*** Opening Data provided ***
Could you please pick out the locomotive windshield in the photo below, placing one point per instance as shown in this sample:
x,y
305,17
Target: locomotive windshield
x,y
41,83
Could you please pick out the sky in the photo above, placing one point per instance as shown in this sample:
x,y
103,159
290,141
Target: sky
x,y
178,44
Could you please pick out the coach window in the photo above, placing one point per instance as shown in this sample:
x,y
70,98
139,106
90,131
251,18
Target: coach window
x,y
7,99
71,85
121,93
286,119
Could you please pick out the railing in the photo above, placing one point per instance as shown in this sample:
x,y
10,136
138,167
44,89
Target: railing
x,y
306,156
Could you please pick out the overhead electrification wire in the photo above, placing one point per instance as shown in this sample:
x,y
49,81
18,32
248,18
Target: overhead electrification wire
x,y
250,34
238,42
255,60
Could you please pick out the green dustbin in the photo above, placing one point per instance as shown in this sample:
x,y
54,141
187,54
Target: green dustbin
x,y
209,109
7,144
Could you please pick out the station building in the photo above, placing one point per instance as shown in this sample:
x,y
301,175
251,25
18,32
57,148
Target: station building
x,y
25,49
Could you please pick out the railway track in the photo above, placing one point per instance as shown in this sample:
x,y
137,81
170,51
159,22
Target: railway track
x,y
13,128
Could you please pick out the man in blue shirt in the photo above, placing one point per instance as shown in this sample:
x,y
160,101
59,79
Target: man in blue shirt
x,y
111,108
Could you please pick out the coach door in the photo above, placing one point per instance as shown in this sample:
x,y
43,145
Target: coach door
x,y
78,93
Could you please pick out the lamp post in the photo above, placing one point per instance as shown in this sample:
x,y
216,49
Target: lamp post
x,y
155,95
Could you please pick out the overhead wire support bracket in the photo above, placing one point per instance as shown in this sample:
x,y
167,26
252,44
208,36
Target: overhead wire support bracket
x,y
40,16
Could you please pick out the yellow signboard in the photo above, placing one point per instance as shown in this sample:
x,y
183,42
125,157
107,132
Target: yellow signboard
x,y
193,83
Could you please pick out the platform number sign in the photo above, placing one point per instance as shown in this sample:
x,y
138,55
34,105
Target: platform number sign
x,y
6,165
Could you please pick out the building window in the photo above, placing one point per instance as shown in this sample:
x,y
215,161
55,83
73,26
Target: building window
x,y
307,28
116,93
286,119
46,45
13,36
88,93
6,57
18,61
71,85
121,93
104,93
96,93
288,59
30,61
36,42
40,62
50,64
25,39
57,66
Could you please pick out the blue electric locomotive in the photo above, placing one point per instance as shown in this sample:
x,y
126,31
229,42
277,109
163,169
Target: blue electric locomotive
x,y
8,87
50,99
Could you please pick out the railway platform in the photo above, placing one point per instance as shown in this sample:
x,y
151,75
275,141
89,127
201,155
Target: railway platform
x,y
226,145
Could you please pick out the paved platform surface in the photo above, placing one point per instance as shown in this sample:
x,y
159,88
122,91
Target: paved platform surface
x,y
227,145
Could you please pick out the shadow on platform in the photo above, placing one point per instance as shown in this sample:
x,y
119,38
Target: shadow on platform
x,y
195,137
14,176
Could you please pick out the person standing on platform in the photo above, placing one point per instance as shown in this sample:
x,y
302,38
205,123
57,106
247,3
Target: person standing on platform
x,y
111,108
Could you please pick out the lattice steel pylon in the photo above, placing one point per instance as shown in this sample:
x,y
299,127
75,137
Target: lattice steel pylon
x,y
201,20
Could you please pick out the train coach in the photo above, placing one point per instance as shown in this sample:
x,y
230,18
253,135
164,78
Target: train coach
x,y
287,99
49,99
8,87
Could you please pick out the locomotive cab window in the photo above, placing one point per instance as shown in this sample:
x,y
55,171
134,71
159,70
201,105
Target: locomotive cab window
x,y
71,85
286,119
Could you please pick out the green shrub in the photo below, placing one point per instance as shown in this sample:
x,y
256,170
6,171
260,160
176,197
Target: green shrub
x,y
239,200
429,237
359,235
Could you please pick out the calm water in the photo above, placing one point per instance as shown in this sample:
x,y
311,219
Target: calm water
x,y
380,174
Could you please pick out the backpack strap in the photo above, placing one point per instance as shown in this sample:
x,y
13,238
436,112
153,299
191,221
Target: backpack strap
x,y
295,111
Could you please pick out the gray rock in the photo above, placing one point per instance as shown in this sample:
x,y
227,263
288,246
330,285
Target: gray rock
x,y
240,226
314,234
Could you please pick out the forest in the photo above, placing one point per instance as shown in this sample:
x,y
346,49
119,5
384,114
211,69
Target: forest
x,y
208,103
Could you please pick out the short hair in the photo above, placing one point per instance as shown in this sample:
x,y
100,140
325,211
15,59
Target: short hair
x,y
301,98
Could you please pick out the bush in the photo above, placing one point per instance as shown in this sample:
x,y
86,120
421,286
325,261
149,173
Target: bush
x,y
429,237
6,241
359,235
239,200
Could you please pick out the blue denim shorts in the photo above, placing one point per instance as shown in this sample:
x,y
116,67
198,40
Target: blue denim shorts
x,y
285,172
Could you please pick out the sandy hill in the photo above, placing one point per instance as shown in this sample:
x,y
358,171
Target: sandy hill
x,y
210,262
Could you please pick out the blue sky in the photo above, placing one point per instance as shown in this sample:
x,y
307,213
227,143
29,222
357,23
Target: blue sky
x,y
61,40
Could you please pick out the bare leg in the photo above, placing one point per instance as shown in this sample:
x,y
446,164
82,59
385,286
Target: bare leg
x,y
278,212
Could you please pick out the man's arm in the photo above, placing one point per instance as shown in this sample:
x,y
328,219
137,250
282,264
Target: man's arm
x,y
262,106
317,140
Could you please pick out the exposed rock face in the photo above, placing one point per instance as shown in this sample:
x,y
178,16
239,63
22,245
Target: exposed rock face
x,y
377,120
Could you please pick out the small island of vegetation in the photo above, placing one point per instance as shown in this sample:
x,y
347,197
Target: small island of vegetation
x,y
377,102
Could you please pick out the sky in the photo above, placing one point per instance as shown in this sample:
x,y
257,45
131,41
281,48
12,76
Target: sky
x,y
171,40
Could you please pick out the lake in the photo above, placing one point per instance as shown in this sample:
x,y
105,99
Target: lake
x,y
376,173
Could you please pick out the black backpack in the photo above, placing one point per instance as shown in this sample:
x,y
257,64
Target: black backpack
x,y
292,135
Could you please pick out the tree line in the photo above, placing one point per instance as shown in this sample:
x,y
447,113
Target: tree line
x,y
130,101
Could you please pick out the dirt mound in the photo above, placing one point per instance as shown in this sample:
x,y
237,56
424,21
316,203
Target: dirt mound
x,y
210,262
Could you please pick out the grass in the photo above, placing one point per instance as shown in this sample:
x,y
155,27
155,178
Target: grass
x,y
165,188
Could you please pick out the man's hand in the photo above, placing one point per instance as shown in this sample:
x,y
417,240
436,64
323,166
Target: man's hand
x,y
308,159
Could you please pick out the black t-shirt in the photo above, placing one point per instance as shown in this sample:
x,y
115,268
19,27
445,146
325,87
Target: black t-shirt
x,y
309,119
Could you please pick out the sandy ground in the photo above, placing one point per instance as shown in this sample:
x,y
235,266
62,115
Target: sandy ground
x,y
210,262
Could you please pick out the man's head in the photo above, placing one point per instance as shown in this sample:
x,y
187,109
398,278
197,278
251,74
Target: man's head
*** Closing Data provided ***
**How to complete this task**.
Output all the lines above, matching them word for word.

**Answer to this task**.
Could you please pick out the locomotive windshield in the photo below, placing one point per instance as shown in this sample:
x,y
305,17
Target: locomotive windshield
x,y
41,83
Could you please pick out the sky in the photo above, placing one point per instance as shown in this sample:
x,y
103,159
290,141
Target: sky
x,y
178,44
Could you please pick out the coach window in the photo above, placing one point per instance as shown in this sample:
x,y
70,98
139,106
90,131
251,18
Target: coach window
x,y
7,99
71,85
121,93
286,119
Could you please pick out the railing in the photo above, placing one point per instance as shown in this sample:
x,y
10,136
138,167
44,89
Target: railing
x,y
306,156
Could you please pick out the overhead electrification wire in the photo above, placing one point per instance as shown in this sample:
x,y
49,81
18,32
248,18
Target: overhead electrification wire
x,y
250,34
238,42
255,60
Could you please pick out the green dustbin in the photo above, placing one point per instance as shown in this sample:
x,y
54,141
187,54
Target: green dustbin
x,y
209,109
7,144
Could you please pick out the station building in the photo above, placing one point per instance as shown in this sample:
x,y
301,175
251,25
18,32
57,148
Target: station building
x,y
25,49
Could you please pick out the railway track in the photo above, placing one point per instance as shown in this sample:
x,y
137,81
170,51
159,22
Target: railway track
x,y
13,128
Could you please pick out the man in blue shirt in the photo above, placing one point per instance as shown in this sample:
x,y
160,101
59,79
Target: man in blue shirt
x,y
111,108
Could you please pick out the coach door in the photo above, placing one point per instance as shown in this sample:
x,y
43,145
Target: coach door
x,y
78,93
Could you please pick out the lamp post in the photo above, placing one point per instance as shown in this sample:
x,y
216,49
Target: lamp post
x,y
155,95
Could you please pick out the overhead wire support bracket in the photo above, placing one point per instance as shown in this sample:
x,y
167,26
252,44
208,36
Target: overhead wire support bracket
x,y
40,16
Could you please pick out the yellow signboard in the photo above, placing one point per instance as shown in this sample:
x,y
183,42
125,157
107,132
Target: yellow signboard
x,y
193,83
Could you please pick out the platform number sign in the photo above, placing one point per instance as shown in this sample:
x,y
138,55
34,105
Target: platform number sign
x,y
6,165
Could you please pick out the building window in the photo above, placing one point per instance as shown in this sample:
x,y
215,161
55,83
73,26
Target: building window
x,y
307,28
116,93
286,119
46,45
13,36
88,93
6,57
18,61
71,85
121,93
104,93
96,93
288,59
30,61
36,42
40,62
50,64
25,39
57,66
Could you please pick out the blue electric locomotive in the photo above, placing one point per instance as shown in this sample:
x,y
126,31
229,42
277,109
163,169
Target: blue electric locomotive
x,y
8,87
50,99
Could you please pick out the railway platform in the photo above, placing one point per instance as shown in this sample:
x,y
151,75
275,141
89,127
201,155
Target: railway platform
x,y
226,145
Could you please pick out the paved platform surface in the photo above, placing one point per instance as shown in this sample:
x,y
159,88
122,91
Target: paved platform surface
x,y
227,145
Could you please pick out the shadow on platform in the photo above, placing one point per instance as shown in this sample:
x,y
119,38
Target: shadow on platform
x,y
195,137
14,176
Could you please pick out the person standing on platform in the photo above, placing one point per instance as shown in this sample:
x,y
302,38
205,123
57,106
247,3
Target: person standing on platform
x,y
111,108
Could you please pick out the lattice steel pylon in the photo above, placing one point per instance as shown in this sample:
x,y
299,127
75,137
Target: lattice steel pylon
x,y
201,20
Could you please pick out the train coach in the photo above, placing one point per instance as shown in this sample:
x,y
230,18
253,135
164,78
Target: train coach
x,y
287,99
49,99
8,87
Could you please pick out the locomotive cab window in the photo above, placing one point per instance as shown in this sample:
x,y
55,171
134,71
159,70
201,105
Target: locomotive cab window
x,y
71,85
286,119
Could you please pick out the green shrub in the photo below, placing one point per instance as shown in this sample:
x,y
256,170
6,171
260,160
176,197
Target: green shrub
x,y
239,200
429,237
359,235
Could you please pick out the calm water in the photo above, placing one point per instance as shown in this sample:
x,y
311,219
Target: calm water
x,y
380,174
Could you please pick out the backpack strap in the photo above, placing one point per instance as shown in this sample:
x,y
13,238
436,112
153,299
191,221
Target: backpack strap
x,y
295,111
Could you please pick out the gray rock in the photo above, placing one point per instance as shown in this sample:
x,y
227,263
288,246
330,285
Target: gray rock
x,y
240,226
314,234
Could you please pick out the forest in the photo above, placing one point per instance as shown in this sample:
x,y
346,49
119,5
384,114
211,69
Target: forest
x,y
208,103
Could you please pick out the short hair in the photo above, placing one point per instance as shown in this sample:
x,y
100,140
325,211
15,59
Target: short hair
x,y
301,98
Could you please pick out the bush in the photo above, placing one point per instance as shown in this sample:
x,y
86,120
421,286
325,261
149,173
Target: bush
x,y
429,237
6,241
359,235
239,200
Could you please pick out the blue denim shorts in the photo above, placing one point per instance as shown in this sample:
x,y
116,67
198,40
Target: blue denim shorts
x,y
285,172
Could you please pick out the sandy hill in the photo above, placing one point per instance as shown in this sample:
x,y
358,171
Target: sandy hill
x,y
210,262
Could you please pick out the blue sky in the photo above, placing one point per instance as shown in this sample:
x,y
307,213
227,143
29,222
357,23
Target: blue sky
x,y
61,40
Could you please pick out the bare leg in the photo above, placing one point per instance as shown in this sample:
x,y
446,164
82,59
385,286
Target: bare leg
x,y
278,212
Could you please pick out the man's arm in the photo above, placing one point per instance as shown in this sample:
x,y
328,219
137,250
282,264
Target: man's arm
x,y
262,106
317,140
Could you please pick out the exposed rock face in the photo above, placing one point per instance as shown in this sample:
x,y
178,16
239,63
22,245
Target: exposed rock face
x,y
377,120
Could you please pick out the small island of vegetation in the photo above, placing one point per instance as shown in this sample:
x,y
347,197
Target: small island of vegetation
x,y
377,102
Could you please pick out the sky in the photo above, placing one point per instance as shown in this sample:
x,y
257,45
131,41
281,48
12,76
Target: sky
x,y
171,40
Could you please pick out the lake in the photo above, placing one point per instance as shown in this sample:
x,y
105,99
Target: lake
x,y
376,173
Could you please pick out the black backpack in the photo above, placing one point per instance as shown in this sample:
x,y
257,64
Target: black backpack
x,y
292,135
Could you please pick out the tree line in the photo above, placing one point per instance as shown in this sample:
x,y
447,113
Target: tree line
x,y
130,101
Could you please pick out the dirt mound in the photo above, placing one point per instance as shown in this sample:
x,y
237,56
424,21
316,203
Target: dirt mound
x,y
210,262
Could you please pick out the grass in the photo above, placing one point per instance as shown in this sample:
x,y
155,27
155,178
Target: grass
x,y
165,188
Could you please pick out the man's hand in the photo above, placing one point per instance as shown in this sample:
x,y
417,240
436,64
323,166
Target: man's hand
x,y
308,159
Could you please pick out the black t-shirt in the photo above, placing one point per instance as shown in this sample:
x,y
115,268
19,27
445,146
325,87
Target: black t-shirt
x,y
309,119
Could you please pick out the sandy ground in the photo above, placing one point per instance as shown in this sample:
x,y
235,266
62,115
Target: sandy ground
x,y
210,262
Could you please pick out the man's head in the photo above, placing one point per instance as shown in this sample:
x,y
187,109
398,278
197,278
251,74
Target: man's head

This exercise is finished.